*EXCERPT PROVIDED:*
## start

Are Standardized Tests Useful for University Admissions?

Authors debate standardized tests

Standardized Tests Help Admissions Departments, but May Filter Out Talented Students

By Sean-Michael Pigeon, Student, Harvard Law School, and Mark Kantrowitz, Board Member, Center for Excellence in Education


Sean Michael Pigeon debates standardized tests

Standardized Tests Are Useful

Sean-Michael Pigeon – Student, Harvard Law School

If you’ve applied to college, chances are you’ve taken the Scholastic Aptitude Test (SAT) or the American College Test (ACT). These tests attempt to assess an applicant’s college preparedness. While test-taking isn’t fun for the students, it is an essential service that we should value. Students learn best in environments tailored to them, and standardized tests help match students to their ideal learning environment, boosting outcomes for all.

Standardized tests are neither new nor uniquely American. Many ancient societies required youths to pass physical games or tests. Around 200 BCE, Imperial China formally implemented widespread testing and had practiced a rudimentary form of standardized testing for centuries prior. Currently, standardized tests are administered across the world

Standardized Tests Help Admissions Departments

Today, universities are flooded with applicants. UCLA received nearly 150,000 applications for a class of 6,500. Many schools wish to select the most competitive applicants and, to do so,  must differentiate between students based on relevant academic skills in a cost-effective way. The SAT and ACT test for relevant academic skills. Even from an early age, reading, writing, and math abilities all predict future academic and professional success. These skills are critical in nearly every discipline.

Standardized tests differentiate candidates more precisely than other available methods. While Grade Point Average (GPA) predicts academic success, grade inflation has resulted in 47 percent of all high schoolers graduating with an A average. The average Ivy League admittee has a nearly perfect GPA. In addition, GPAs aren’t standardized making them imperfect indicators of relative aptitude. 

Letters of recommendation can attest to an applicant’s character but yield little comparative information. With the rise of college consulting services and generative AI, personal essays may not reveal much about an applicant’s true strengths and weaknesses.

The current testing system gives colleges useful information. Admittedly, the correlation between students who excel on standardized tests and future academic performance is not perfect. However, for each applicant, testing provides a valuable opportunity to showcase one’s ability.

## end

*DATA PROVIDED:*
## start

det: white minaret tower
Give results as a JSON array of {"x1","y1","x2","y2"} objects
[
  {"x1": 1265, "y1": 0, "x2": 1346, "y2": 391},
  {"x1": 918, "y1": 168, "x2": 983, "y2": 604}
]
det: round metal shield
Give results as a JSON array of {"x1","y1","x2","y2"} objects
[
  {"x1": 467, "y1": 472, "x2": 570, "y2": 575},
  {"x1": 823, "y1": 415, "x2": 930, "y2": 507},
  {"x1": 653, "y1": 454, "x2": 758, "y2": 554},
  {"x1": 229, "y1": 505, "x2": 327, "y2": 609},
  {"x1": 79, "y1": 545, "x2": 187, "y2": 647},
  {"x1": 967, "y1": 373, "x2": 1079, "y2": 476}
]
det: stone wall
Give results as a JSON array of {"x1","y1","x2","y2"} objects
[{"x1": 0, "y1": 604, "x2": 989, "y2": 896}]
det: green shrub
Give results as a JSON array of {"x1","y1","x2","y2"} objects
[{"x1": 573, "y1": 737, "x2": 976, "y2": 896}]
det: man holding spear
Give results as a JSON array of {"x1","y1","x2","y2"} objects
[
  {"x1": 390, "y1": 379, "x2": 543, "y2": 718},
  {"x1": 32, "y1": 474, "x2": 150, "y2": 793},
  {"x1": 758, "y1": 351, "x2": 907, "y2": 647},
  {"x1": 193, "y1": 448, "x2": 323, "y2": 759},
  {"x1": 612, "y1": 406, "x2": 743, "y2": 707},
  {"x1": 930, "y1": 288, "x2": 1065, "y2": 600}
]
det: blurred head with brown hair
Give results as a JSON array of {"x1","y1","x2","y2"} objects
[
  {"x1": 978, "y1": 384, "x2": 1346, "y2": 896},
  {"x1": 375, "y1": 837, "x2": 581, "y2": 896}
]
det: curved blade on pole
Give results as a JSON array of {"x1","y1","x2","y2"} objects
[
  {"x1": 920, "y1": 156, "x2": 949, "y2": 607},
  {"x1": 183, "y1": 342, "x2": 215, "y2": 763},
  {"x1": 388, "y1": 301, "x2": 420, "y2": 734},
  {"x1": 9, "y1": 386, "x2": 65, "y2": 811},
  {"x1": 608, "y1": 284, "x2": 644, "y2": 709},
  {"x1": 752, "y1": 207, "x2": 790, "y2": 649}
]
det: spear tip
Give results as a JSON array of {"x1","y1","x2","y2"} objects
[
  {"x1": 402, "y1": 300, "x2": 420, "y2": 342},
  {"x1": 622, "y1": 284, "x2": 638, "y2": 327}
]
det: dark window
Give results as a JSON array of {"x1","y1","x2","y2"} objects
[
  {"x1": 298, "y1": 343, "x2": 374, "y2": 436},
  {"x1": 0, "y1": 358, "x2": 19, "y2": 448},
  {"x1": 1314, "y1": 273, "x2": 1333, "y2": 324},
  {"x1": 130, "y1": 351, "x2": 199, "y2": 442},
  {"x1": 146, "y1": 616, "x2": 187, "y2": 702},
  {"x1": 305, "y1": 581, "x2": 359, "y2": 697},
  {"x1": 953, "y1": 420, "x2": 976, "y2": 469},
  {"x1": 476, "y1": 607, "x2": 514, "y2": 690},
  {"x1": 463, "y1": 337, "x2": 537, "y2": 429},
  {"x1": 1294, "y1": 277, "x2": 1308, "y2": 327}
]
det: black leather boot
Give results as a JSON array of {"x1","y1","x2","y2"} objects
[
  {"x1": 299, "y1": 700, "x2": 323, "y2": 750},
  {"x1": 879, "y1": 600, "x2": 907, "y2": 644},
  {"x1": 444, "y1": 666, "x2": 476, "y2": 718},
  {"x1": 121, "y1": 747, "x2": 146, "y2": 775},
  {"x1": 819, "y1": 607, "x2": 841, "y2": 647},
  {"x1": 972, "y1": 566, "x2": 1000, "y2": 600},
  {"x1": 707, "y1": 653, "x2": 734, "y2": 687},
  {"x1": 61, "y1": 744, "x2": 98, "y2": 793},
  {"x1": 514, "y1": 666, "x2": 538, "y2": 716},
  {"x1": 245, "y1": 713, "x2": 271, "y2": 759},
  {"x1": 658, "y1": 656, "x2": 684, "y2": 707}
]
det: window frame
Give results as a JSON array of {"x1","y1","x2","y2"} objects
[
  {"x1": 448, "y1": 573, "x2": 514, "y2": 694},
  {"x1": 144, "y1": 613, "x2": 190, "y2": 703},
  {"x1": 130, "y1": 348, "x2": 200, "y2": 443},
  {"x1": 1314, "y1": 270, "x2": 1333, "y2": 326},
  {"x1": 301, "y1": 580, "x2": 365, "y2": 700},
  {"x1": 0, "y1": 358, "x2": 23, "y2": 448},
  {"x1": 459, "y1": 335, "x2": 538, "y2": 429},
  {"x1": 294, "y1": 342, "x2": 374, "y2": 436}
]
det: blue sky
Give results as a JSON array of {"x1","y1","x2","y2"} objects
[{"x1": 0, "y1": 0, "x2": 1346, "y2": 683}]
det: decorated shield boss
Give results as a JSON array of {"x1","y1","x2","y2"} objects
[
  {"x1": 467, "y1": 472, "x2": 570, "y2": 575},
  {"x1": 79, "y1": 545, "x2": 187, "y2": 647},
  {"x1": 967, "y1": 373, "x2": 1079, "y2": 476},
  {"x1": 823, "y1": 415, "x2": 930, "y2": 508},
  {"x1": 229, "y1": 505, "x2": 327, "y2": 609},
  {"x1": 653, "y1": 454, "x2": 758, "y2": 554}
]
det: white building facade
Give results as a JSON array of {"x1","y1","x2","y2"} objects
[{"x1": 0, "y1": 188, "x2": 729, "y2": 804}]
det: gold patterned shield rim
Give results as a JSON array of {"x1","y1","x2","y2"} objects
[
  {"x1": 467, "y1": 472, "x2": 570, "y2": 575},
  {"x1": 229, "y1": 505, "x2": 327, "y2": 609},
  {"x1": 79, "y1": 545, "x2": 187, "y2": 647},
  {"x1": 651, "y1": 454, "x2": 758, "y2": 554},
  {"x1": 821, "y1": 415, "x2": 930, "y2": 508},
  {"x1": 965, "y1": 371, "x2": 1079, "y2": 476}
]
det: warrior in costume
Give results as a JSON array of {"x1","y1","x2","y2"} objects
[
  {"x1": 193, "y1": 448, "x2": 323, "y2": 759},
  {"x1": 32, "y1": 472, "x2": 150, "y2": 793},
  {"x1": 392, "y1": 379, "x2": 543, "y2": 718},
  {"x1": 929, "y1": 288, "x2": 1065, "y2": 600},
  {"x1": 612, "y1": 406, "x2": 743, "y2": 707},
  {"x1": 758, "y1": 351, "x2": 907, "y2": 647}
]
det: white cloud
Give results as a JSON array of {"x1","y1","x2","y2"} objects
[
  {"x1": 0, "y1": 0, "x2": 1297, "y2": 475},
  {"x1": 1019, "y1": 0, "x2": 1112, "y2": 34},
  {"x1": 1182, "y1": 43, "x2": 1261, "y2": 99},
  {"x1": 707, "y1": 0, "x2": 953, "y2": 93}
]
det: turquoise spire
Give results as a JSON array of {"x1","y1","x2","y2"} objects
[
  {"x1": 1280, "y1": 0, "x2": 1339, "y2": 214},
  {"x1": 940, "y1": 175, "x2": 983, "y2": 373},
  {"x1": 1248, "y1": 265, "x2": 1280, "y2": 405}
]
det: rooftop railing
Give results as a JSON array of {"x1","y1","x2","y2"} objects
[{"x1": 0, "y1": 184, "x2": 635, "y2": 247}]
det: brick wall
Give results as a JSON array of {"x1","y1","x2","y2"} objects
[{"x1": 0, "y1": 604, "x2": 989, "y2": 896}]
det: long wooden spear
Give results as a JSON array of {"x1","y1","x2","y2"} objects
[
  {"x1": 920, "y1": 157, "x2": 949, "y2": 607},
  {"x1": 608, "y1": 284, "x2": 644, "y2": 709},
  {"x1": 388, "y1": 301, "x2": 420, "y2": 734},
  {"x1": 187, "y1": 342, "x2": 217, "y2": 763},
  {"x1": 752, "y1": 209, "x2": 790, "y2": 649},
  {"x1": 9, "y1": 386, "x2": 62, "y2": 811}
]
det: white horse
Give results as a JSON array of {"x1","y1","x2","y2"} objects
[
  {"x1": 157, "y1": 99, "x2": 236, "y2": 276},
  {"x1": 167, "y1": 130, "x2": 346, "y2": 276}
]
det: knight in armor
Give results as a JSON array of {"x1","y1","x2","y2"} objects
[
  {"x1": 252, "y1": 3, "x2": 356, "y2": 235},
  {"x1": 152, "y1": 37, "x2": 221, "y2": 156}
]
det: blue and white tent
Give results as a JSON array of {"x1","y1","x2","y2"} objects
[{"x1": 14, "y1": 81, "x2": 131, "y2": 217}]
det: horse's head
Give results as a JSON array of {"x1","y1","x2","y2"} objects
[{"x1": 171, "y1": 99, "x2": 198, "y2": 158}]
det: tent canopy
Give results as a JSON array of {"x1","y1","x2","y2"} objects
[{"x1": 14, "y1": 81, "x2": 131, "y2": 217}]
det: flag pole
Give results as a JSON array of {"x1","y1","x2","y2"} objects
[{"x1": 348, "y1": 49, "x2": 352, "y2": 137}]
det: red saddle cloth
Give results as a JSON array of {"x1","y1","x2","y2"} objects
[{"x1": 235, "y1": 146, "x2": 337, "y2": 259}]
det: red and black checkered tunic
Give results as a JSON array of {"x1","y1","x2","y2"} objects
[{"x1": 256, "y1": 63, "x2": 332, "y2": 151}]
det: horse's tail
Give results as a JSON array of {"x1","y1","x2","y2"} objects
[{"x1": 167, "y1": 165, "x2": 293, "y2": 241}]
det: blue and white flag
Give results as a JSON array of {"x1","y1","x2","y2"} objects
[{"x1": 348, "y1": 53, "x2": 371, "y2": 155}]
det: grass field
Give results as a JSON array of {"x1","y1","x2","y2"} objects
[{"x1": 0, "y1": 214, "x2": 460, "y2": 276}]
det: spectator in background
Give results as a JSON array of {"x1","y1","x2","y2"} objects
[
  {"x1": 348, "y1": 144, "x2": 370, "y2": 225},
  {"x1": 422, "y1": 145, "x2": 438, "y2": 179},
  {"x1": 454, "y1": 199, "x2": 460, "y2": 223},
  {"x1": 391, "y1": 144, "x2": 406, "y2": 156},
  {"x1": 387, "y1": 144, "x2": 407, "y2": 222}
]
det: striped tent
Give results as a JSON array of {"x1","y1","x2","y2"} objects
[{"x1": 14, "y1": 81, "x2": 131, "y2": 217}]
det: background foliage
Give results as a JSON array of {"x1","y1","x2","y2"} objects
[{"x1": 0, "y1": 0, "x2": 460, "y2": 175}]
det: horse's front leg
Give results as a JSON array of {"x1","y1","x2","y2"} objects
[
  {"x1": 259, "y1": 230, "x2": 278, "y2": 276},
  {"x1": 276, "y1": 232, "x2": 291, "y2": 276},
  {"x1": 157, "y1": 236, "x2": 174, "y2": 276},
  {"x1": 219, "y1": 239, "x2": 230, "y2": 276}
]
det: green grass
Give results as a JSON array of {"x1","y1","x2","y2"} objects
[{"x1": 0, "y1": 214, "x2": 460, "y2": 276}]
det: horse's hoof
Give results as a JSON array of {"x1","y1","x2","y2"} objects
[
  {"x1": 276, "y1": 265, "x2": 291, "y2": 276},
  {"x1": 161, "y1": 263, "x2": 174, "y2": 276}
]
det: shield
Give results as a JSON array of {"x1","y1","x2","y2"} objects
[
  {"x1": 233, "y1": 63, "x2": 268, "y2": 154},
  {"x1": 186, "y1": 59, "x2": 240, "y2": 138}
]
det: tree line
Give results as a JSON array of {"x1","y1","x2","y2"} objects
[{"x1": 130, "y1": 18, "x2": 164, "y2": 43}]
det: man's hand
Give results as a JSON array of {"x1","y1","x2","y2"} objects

## end

*PROBLEM SET:*
a: Transcribe the stretch of the article on standardized tests from "Standardized tests differentiate" through "of relative aptitude.".
b: Give the stretch of rows from the line containing "det: shield" through the last line of the rows as a numbered list, skipping any blank lines.

*RESPONSES TO THE EXERCISE:*
a:
Standardized tests differentiate candidates more precisely than other available methods. While Grade Point Average (GPA) predicts academic success, grade inflation has resulted in 47 percent of all high schoolers graduating with an A average. The average Ivy League admittee has a nearly perfect GPA. In addition, GPAs aren’t standardized making them imperfect indicators of relative aptitude.

b:
1. det: shield
2. Give results as a JSON array of {"x1","y1","x2","y2"} objects
3. [
4.   {"x1": 233, "y1": 63, "x2": 268, "y2": 154},
5.   {"x1": 186, "y1": 59, "x2": 240, "y2": 138}
6. ]
7. det: tree line
8. Give results as a JSON array of {"x1","y1","x2","y2"} objects
9. [{"x1": 130, "y1": 18, "x2": 164, "y2": 43}]
10. det: man's hand
11. Give results as a JSON array of {"x1","y1","x2","y2"} objects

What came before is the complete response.